GIVEN TASK
Translate this sentence from the advice column below into Spanish: "The issue, of course, is far more complicated when disability is involved."
-- start GIVEN PASSAGE --
Inspired by the wisdom of my fellow growlers, I'm
here to give advice, when asked. So, if any of you have questions
you'd like answered by someone who's been around the block a couple
of times, please send them to Bear@bentvoices.org.
And in case you're worried that you might have to
censor your thoughts, please remember that my walks around the block
were often done while dressed in kinkwear and with a thought or
two about who I might encounter along the way.
So let me know what's on your mind. If it's a Big
Unanswered Question (or even a little one), let me have
a crack at it. It is, after all, what bears
do best.
.
"Telling
a Friend the Truth"
Dear
Max,
I have a friend who uses an electric
wheelchair and also uses the services of a personal attendant, morning
and night. "Eddy" zooms around town all day and seems very gregarious,
but lately I've noticed a real personal hygiene problem. His clothes
often look soiled and he usually smells badlike piss, not
to mince words. This has got to be a detriment to his ordinary socializing
and I know it can't help him in the dating department. What can
I do to help?
Frank
San Francisco
Dear
Frank,
The only thing that friends can do to help a friend, even if the
issue is one of cleanliness, is to talk to their friend and not
avoid the issue, no matter how painful.
I
think all of us have been in this kind of situation at one time
or another. I experienced it on the job. I know I would have hated
to have been the one doing the telling; luckily others had that
responsibility. But what is the alternative, letting a friend go
through life being laughed at or ignored?
The
issue, of course, is far more complicated when disability is involved.
I presume it is the responsibility of his attendant to take care
of any hygiene needs that Eddy cannot manage himself. I also presume
that Eddy has a sense of smell intact and should at least be able
to detect that a problem exists, so I wonder if the root problem
involves communication between him and his aide. On the other hand,
maybe Eddy has become desensitized to certain smells, even oblivious
to them.
If
that's not it, then the difficulty might be Eddy's state of mind.
Depression can lead to lack of interest in personal appearance.
Maybe Eddy doesn't care about being presentable because he believes
nobody will get past his being in a wheelchair in the first place.
-- end GIVEN PASSAGE --
-- start DATA PROVIDED --
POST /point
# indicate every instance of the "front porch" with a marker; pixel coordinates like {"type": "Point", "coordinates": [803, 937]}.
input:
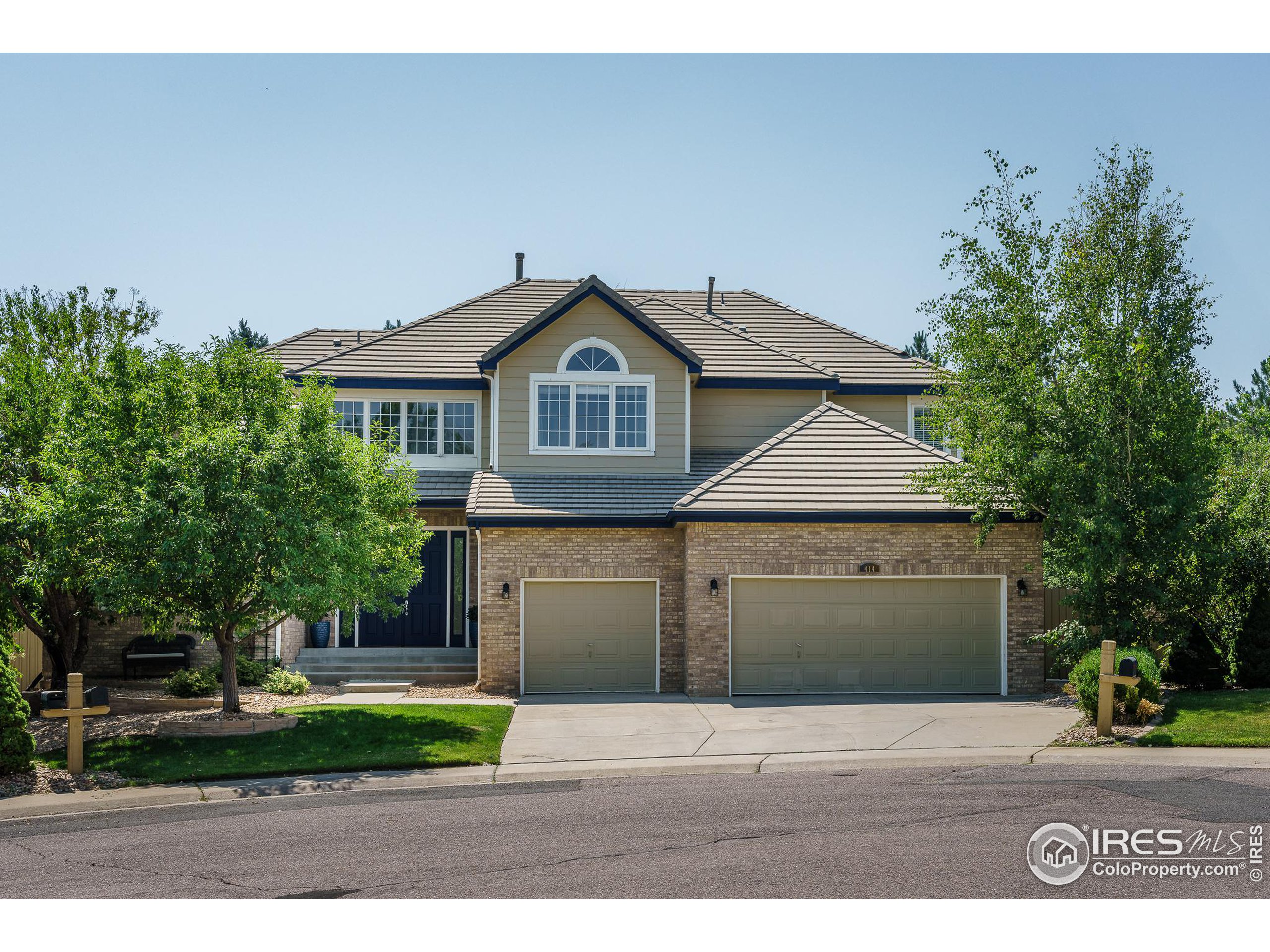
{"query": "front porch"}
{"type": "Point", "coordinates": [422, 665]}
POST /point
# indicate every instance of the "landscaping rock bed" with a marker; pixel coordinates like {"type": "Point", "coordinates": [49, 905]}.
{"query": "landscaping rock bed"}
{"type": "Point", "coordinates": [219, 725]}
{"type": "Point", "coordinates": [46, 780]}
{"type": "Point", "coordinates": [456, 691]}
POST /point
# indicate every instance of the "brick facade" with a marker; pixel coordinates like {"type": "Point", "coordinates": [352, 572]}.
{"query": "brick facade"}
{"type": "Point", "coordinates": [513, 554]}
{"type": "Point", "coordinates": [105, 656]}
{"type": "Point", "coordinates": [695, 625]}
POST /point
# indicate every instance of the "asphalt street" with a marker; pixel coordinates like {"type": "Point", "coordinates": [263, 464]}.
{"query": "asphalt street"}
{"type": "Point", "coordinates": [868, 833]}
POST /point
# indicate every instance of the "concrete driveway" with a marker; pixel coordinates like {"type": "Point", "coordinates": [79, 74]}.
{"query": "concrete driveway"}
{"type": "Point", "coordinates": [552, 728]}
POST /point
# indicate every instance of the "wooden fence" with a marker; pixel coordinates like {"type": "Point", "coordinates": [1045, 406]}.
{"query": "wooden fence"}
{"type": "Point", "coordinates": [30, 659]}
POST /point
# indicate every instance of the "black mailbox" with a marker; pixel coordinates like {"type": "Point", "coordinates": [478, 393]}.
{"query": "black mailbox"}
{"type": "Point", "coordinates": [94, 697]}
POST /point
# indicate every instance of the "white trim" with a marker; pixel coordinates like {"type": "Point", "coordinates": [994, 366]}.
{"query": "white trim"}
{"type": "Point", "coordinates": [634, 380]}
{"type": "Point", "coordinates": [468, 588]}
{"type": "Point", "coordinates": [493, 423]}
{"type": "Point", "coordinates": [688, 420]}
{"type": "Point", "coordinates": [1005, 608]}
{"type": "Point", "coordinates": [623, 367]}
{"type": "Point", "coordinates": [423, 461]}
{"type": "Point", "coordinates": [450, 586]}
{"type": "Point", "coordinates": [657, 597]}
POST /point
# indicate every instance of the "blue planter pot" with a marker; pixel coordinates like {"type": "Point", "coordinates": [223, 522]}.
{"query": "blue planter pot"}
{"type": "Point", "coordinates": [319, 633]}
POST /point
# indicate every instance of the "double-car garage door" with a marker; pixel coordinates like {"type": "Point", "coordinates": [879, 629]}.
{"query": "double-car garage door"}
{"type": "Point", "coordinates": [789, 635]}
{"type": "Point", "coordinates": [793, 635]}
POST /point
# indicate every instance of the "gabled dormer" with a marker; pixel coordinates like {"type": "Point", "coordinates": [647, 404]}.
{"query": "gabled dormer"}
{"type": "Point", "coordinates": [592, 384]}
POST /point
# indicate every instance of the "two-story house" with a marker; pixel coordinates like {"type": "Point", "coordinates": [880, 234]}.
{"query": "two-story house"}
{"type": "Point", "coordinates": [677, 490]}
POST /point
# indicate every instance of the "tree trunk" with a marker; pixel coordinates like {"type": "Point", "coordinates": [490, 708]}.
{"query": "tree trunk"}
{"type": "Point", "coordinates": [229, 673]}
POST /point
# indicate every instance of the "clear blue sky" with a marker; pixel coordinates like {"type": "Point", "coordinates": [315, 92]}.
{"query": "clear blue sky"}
-- end DATA PROVIDED --
FULL RESPONSE
La cuestión, por supuesto, es mucho más complicada cuando hay una discapacidad de por medio.